[Object pointing dataset rows]
□ □ □

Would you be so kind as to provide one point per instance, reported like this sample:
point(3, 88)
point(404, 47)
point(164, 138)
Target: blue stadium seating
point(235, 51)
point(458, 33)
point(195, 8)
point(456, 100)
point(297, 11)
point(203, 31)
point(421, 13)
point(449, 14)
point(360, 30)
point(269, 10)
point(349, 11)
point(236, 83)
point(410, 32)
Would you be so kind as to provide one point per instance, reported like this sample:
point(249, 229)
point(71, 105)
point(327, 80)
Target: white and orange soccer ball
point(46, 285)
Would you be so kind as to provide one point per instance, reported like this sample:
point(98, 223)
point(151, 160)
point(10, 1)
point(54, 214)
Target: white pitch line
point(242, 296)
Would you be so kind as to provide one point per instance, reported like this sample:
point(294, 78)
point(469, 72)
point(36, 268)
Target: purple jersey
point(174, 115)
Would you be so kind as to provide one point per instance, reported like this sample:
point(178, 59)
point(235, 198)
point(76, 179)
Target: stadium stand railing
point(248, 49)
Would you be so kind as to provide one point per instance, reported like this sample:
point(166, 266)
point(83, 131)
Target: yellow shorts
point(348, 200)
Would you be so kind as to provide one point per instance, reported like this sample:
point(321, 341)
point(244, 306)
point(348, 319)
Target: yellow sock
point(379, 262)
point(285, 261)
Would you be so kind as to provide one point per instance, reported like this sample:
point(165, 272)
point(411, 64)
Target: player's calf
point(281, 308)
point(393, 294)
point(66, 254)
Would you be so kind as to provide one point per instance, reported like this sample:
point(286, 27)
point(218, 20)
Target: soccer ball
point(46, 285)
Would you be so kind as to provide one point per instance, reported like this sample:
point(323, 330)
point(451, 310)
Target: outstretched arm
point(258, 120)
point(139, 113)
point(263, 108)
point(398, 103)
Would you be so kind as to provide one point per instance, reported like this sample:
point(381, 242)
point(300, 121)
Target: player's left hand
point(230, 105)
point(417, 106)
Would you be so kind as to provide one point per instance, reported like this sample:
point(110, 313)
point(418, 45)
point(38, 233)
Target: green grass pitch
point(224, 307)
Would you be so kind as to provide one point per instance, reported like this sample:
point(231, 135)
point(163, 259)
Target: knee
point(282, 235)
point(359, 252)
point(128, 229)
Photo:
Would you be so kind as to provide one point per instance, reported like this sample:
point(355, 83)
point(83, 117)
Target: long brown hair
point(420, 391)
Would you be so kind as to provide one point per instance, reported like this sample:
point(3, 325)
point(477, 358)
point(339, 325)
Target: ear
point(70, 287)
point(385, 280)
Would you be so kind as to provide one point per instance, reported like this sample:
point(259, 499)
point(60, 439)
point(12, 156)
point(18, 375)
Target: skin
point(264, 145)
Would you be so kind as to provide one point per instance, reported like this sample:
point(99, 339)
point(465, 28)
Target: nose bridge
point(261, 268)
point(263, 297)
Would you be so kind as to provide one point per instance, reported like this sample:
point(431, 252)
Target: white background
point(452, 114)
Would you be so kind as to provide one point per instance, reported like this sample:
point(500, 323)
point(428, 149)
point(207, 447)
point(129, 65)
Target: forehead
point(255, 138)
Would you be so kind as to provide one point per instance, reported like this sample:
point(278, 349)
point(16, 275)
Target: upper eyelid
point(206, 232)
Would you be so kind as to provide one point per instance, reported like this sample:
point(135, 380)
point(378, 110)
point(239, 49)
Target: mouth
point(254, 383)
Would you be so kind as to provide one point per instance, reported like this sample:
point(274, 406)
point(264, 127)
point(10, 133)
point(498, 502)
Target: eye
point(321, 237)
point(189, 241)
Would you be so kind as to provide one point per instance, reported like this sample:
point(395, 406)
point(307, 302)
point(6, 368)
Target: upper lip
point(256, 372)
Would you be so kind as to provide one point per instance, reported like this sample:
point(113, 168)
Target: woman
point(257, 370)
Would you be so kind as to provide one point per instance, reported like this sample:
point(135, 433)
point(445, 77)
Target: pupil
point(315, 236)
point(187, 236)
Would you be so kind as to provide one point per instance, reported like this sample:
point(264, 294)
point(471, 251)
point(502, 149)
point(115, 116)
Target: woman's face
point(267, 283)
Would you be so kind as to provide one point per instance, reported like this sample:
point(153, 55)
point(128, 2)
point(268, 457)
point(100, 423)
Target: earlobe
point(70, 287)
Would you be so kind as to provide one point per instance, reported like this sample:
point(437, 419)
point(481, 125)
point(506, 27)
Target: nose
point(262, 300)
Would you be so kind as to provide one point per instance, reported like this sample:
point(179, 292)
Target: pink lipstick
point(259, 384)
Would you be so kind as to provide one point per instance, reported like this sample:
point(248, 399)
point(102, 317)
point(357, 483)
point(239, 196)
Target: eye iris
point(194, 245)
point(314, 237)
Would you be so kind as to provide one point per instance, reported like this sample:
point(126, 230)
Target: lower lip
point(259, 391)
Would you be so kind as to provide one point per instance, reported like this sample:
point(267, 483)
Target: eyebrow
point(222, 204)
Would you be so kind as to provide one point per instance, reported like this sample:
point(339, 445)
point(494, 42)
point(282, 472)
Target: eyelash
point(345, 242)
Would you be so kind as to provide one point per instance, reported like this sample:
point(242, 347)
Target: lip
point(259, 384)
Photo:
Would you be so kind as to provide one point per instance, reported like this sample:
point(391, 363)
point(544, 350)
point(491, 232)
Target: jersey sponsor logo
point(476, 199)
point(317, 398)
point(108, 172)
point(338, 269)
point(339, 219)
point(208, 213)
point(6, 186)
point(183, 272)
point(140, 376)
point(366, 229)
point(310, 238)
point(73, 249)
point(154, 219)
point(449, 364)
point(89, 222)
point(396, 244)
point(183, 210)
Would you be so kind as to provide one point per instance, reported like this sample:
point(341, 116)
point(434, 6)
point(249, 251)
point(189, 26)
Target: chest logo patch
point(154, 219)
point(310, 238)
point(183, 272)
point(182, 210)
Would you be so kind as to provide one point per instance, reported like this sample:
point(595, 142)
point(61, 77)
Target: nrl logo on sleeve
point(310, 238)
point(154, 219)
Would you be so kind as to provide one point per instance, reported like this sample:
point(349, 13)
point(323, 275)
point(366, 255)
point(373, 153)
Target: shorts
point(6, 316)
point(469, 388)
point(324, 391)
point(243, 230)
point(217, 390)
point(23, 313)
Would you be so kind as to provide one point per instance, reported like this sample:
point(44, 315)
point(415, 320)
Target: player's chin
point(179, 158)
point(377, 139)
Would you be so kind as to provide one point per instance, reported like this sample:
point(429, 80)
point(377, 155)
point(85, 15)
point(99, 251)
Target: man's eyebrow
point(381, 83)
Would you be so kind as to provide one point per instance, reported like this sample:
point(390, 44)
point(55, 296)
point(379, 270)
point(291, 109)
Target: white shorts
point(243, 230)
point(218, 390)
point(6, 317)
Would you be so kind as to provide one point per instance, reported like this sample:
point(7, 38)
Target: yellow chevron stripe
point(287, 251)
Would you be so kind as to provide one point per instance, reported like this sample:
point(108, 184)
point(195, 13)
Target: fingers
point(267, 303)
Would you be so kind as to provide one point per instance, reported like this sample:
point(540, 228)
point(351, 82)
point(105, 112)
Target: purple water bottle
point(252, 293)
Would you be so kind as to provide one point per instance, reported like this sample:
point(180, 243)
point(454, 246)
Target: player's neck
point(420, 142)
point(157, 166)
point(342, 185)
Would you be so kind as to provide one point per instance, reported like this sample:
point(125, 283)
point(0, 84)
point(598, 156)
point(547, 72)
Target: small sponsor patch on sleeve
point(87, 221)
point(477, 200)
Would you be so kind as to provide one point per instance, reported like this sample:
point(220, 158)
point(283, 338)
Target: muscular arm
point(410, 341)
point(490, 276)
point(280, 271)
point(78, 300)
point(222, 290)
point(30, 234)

□ □ □

§ EXERCISE DETAILS
Rewrite the entries above, replacing every "Target" with "Object to locate" and leaving everything else unchanged.

§ SOLUTION TO THE EXERCISE
Would you be so kind as to provide one point per instance, reported like this sample:
point(3, 88)
point(404, 47)
point(164, 138)
Object to locate: blue stadium seating
point(235, 51)
point(458, 33)
point(195, 8)
point(456, 100)
point(297, 11)
point(203, 31)
point(421, 13)
point(449, 14)
point(360, 30)
point(269, 10)
point(349, 11)
point(236, 83)
point(410, 32)
Would you be so kind as to provide one point per instance, reported like this sample:
point(249, 229)
point(71, 105)
point(327, 80)
Object to locate: white and orange soccer ball
point(46, 285)
Would you be so kind as to provide one point per instance, reported like this sample:
point(98, 223)
point(151, 160)
point(10, 1)
point(54, 214)
Object to locate: white pitch line
point(242, 296)
Would you be so kind as to provide one point per instance, reported like this sample:
point(294, 78)
point(469, 72)
point(36, 268)
Object to locate: purple jersey
point(174, 115)
Would you be so kind as to provide one point per instance, reported like this sample:
point(178, 59)
point(235, 198)
point(76, 179)
Object to locate: stadium stand railing
point(248, 49)
Would you be so kind as to provide one point per instance, reported like this sample:
point(166, 266)
point(83, 131)
Object to locate: yellow shorts
point(348, 200)
Would you be so kind as to provide one point per instance, reported like this sample:
point(321, 341)
point(244, 306)
point(348, 319)
Object to locate: yellow sock
point(379, 262)
point(285, 261)
Would you be so kind as to provide one point per instance, reported like this sample:
point(165, 272)
point(411, 64)
Object to locate: player's calf
point(281, 308)
point(393, 294)
point(66, 254)
Would you be so kind as to provide one point per instance, reported like this sample:
point(286, 27)
point(218, 20)
Object to locate: soccer ball
point(46, 285)
Would you be so kind as to provide one point per instance, reported like this sample:
point(323, 330)
point(451, 310)
Object to locate: outstretched arm
point(258, 120)
point(139, 113)
point(263, 108)
point(398, 103)
Would you be so kind as to provide one point per instance, reported like this sample:
point(381, 242)
point(300, 121)
Object to locate: player's left hand
point(230, 105)
point(417, 106)
Would you be so kind as to provide one point per instance, reported like this sample:
point(110, 313)
point(418, 45)
point(38, 233)
Object to locate: green grass pitch
point(224, 307)
Would you be so kind as to provide one point per instance, reported like this sample:
point(231, 135)
point(163, 259)
Object to locate: knee
point(282, 235)
point(359, 252)
point(128, 229)
Photo:
Would you be so kind as to provide one point per instance, reported like this sample:
point(355, 83)
point(83, 117)
Object to locate: long brown hair
point(420, 391)
Would you be so kind as to provide one point per instance, reported like this sample:
point(3, 325)
point(477, 358)
point(339, 325)
Object to locate: ear
point(70, 287)
point(385, 280)
Would you be so kind as to provide one point per instance, reported like this sample:
point(259, 499)
point(60, 439)
point(12, 156)
point(18, 375)
Object to locate: skin
point(264, 145)
Would you be so kind as to provide one point per instance, reported like this sample:
point(99, 339)
point(465, 28)
Object to locate: nose bridge
point(261, 268)
point(263, 297)
Would you be so kind as to provide one point per instance, reported like this sample:
point(431, 252)
Object to locate: white background
point(452, 114)
Would you be so kind as to provide one point per instance, reported like this sample:
point(500, 323)
point(428, 149)
point(207, 447)
point(129, 65)
Object to locate: forehead
point(255, 138)
Would you be so kind as to provide one point per instance, reported like this sample:
point(278, 349)
point(16, 275)
Object to locate: upper eyelid
point(206, 232)
Would you be so kind as to provide one point per instance, reported like this sample:
point(135, 380)
point(378, 110)
point(239, 49)
Object to locate: mouth
point(254, 383)
Would you be so kind as to provide one point per instance, reported like this sample:
point(274, 406)
point(264, 127)
point(10, 133)
point(498, 502)
Object to locate: eye
point(321, 237)
point(189, 241)
Would you be so kind as to provide one point per instance, reported like this sample:
point(395, 406)
point(307, 302)
point(6, 368)
Object to locate: upper lip
point(256, 372)
Would you be so kind as to provide one point per instance, reported like this sample:
point(113, 168)
Object to locate: woman
point(257, 370)
Would you be so kind as to provide one point per instance, reported like this sample:
point(135, 433)
point(445, 77)
Object to locate: pupil
point(315, 236)
point(187, 236)
Would you be so kind as to provide one point per instance, reported like this sample:
point(264, 294)
point(471, 251)
point(502, 149)
point(115, 116)
Object to locate: woman's face
point(267, 283)
Would you be so kind as to provide one point per instance, reported like this sample:
point(153, 55)
point(128, 2)
point(268, 457)
point(100, 423)
Object to locate: earlobe
point(70, 287)
Would you be so kind as to provide one point per instance, reported like this sample:
point(437, 419)
point(481, 125)
point(506, 27)
Object to locate: nose
point(262, 300)
Would you be so kind as to provide one point per instance, reported like this sample:
point(179, 292)
Object to locate: pink lipstick
point(259, 384)
Would you be so kind as to provide one point per instance, reported like this sample:
point(248, 399)
point(102, 317)
point(357, 483)
point(239, 196)
Object to locate: eye iris
point(194, 245)
point(314, 237)
Would you be so kind as to provide one point per instance, reported like this sample:
point(126, 230)
Object to locate: lower lip
point(259, 391)
Would you be so kind as to provide one point per instance, reported like this sample:
point(267, 483)
Object to locate: eyebrow
point(222, 204)
Would you be so kind as to provide one point per instance, reported like this sample:
point(339, 445)
point(494, 42)
point(282, 472)
Object to locate: eyelash
point(345, 242)
Would you be so kind as to provide one point per instance, reported like this sample:
point(242, 347)
Object to locate: lip
point(259, 384)
Photo:
Would you be so kind as to provide one point per instance, reported like this sample:
point(391, 363)
point(544, 350)
point(491, 232)
Object to locate: jersey sponsor logo
point(476, 199)
point(317, 398)
point(108, 172)
point(338, 269)
point(339, 219)
point(208, 213)
point(6, 186)
point(183, 272)
point(140, 376)
point(366, 229)
point(310, 238)
point(73, 249)
point(154, 219)
point(449, 364)
point(89, 222)
point(396, 244)
point(183, 210)
Would you be so kind as to provide one point per instance, reported like this sample:
point(341, 116)
point(434, 6)
point(249, 251)
point(189, 26)
Object to locate: chest logo patch
point(154, 219)
point(310, 238)
point(183, 272)
point(182, 210)
Would you be so kind as to provide one point per instance, reported like this sample:
point(595, 142)
point(61, 77)
Object to locate: nrl logo on sleeve
point(310, 238)
point(154, 219)
Would you be so kind as to provide one point per instance, reported like this sample:
point(349, 13)
point(323, 275)
point(366, 255)
point(373, 153)
Object to locate: shorts
point(6, 316)
point(469, 388)
point(324, 391)
point(243, 230)
point(217, 390)
point(23, 313)
Would you be so kind as to provide one point per instance, reported like this sample:
point(44, 315)
point(415, 320)
Object to locate: player's chin
point(179, 158)
point(377, 139)
Would you be so kind as to provide one point per instance, reported like this sample:
point(429, 80)
point(377, 155)
point(85, 15)
point(99, 251)
Object to locate: man's eyebrow
point(381, 83)
Would you be so kind as to provide one point per instance, reported like this sample:
point(390, 44)
point(55, 296)
point(379, 270)
point(291, 109)
Object to locate: white shorts
point(243, 230)
point(218, 390)
point(6, 317)
Would you be so kind as to provide one point per instance, reported like this sample:
point(7, 38)
Object to locate: yellow chevron stripe
point(287, 251)
Would you be so kind as to provide one point per instance, reported like this sample:
point(108, 184)
point(195, 13)
Object to locate: fingers
point(267, 303)
Would you be so kind as to provide one point per instance, reported like this sample:
point(540, 228)
point(351, 82)
point(105, 112)
Object to locate: purple water bottle
point(252, 293)
Would you be so kind as to provide one point per instance, reported like this sample:
point(180, 243)
point(454, 246)
Object to locate: player's neck
point(420, 142)
point(157, 166)
point(342, 185)
Would you be so kind as to provide one point per instance, reported like this sample:
point(125, 283)
point(0, 84)
point(598, 156)
point(547, 72)
Object to locate: small sponsor patch on sleeve
point(87, 221)
point(477, 200)
Would you be so kind as to provide one point per instance, reported like this sample:
point(220, 158)
point(283, 338)
Object to locate: muscular arm
point(410, 341)
point(490, 276)
point(280, 271)
point(78, 300)
point(222, 290)
point(30, 234)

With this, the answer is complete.